** start of Records for the task **

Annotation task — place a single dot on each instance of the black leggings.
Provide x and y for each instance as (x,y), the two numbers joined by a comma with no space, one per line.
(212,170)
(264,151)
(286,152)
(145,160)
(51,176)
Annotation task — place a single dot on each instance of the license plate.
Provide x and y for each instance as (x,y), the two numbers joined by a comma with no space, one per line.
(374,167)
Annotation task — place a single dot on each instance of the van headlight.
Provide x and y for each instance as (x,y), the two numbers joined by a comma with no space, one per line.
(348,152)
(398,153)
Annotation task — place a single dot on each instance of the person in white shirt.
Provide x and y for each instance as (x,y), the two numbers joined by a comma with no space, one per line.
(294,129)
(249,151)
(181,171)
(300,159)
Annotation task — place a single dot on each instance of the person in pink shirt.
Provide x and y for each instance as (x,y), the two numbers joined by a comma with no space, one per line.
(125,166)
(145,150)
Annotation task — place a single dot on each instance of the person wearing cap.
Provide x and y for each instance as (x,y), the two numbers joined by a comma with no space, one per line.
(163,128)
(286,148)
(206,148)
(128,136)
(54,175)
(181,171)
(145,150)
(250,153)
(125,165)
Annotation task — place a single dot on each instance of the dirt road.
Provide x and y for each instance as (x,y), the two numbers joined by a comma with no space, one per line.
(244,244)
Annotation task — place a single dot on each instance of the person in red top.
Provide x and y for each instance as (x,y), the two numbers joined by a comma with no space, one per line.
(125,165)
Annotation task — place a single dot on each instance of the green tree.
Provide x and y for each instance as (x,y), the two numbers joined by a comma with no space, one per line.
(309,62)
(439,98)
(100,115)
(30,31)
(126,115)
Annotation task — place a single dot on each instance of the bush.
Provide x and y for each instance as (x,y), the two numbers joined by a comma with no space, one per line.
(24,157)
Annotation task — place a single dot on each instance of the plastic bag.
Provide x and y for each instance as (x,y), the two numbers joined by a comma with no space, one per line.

** end of Records for the task **

Task to carry out: Every record shown above must be echoed exactly.

Result of the exercise:
Annotation task — place a single dot on each instance of the black leggings.
Provide x and y for each instance as (x,y), the two numbers joined by a comma with no space, one per line.
(212,170)
(264,151)
(286,152)
(145,160)
(51,176)
Annotation task — place a single dot on each instance of the license plate.
Provide x and y for each instance as (x,y), the two numbers joined by a comma with no space, one per line.
(374,167)
Annotation task — place a single dot on each instance of the van headlight.
Provide x and y for each instance as (x,y), the two numbers joined by a comma with no space, one per line.
(348,152)
(398,153)
Annotation task — place a single dot on each instance of the person in white shirt.
Provide x and y for each instance as (x,y), the two numbers joined by a comma with no space, one per line.
(294,129)
(249,151)
(181,171)
(300,159)
Annotation task — place a single dot on each instance of the person in pink shirt.
Provide x and y for each instance as (x,y), the two numbers joined by a comma with no space, one per line.
(125,166)
(145,150)
Annotation task — place a single dot on each instance of the person wearing cap.
Provide x and y for each instance as (x,y), the two numbers joined by a comma with no space, one per line.
(163,128)
(286,148)
(206,148)
(128,136)
(54,175)
(181,171)
(145,150)
(250,153)
(125,165)
Annotation task — place a single dot on each instance of the dirt road.
Provide x and y for each instance as (x,y), the two numbers joined by a comma with no space, one per line.
(244,244)
Annotation task — place a single dot on each instance of the person in red top.
Provide x and y for each instance as (x,y), the two numbers joined by a comma with no space, one per line.
(125,165)
Annotation task — place a single dot on each instance of the green tree.
Provide x and y for each instance as (x,y), the two numbers joined by a comma with no space, one per line.
(309,62)
(439,98)
(100,115)
(30,31)
(126,115)
Annotation task — place a single dot on each instance of the bush.
Provide x and y for each instance as (x,y), the two numbers joined by a comma with no space, one per line.
(24,157)
Annotation task — place a single dot on each instance of the plastic bag.
Provide x and y for each instance as (x,y), the two numbers joined by a comma with no space, one per line.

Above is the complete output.